| DATA FOR THIS EXERCISE |
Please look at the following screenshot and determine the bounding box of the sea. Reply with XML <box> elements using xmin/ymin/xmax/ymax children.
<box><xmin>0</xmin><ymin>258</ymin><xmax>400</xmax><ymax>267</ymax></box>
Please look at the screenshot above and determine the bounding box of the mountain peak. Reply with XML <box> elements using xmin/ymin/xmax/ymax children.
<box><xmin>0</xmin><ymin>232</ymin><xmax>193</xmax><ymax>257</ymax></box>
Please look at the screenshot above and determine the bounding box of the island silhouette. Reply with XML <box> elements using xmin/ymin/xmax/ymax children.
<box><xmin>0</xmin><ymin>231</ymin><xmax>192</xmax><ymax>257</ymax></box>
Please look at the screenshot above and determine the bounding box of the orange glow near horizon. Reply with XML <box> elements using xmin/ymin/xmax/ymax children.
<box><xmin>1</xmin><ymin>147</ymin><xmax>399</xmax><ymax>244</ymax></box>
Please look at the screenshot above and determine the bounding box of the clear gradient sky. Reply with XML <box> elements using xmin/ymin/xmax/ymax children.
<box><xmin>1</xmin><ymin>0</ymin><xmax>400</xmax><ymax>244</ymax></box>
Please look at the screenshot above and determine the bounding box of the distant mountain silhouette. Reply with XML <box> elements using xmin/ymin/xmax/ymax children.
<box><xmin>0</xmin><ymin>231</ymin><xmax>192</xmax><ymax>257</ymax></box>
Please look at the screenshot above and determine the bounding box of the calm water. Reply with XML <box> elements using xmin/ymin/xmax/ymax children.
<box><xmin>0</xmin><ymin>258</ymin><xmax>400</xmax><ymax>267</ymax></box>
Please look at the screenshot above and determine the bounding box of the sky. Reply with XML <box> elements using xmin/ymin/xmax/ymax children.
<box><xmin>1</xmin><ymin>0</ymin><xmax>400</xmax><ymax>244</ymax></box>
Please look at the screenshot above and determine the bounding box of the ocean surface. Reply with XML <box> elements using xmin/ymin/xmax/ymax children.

| EXERCISE DETAILS |
Output, exactly and with nothing else, the lines from the line containing "of the calm" to the end of the entries.

| OUTPUT FOR THIS TASK |
Please look at the screenshot above and determine the bounding box of the calm water. Reply with XML <box> elements using xmin/ymin/xmax/ymax children.
<box><xmin>0</xmin><ymin>258</ymin><xmax>400</xmax><ymax>267</ymax></box>
Please look at the screenshot above and determine the bounding box of the sky. Reply with XML <box> elements using xmin/ymin/xmax/ymax children.
<box><xmin>1</xmin><ymin>0</ymin><xmax>400</xmax><ymax>244</ymax></box>
Please look at the screenshot above and determine the bounding box of the ocean surface. Reply with XML <box> elements using xmin/ymin/xmax/ymax children.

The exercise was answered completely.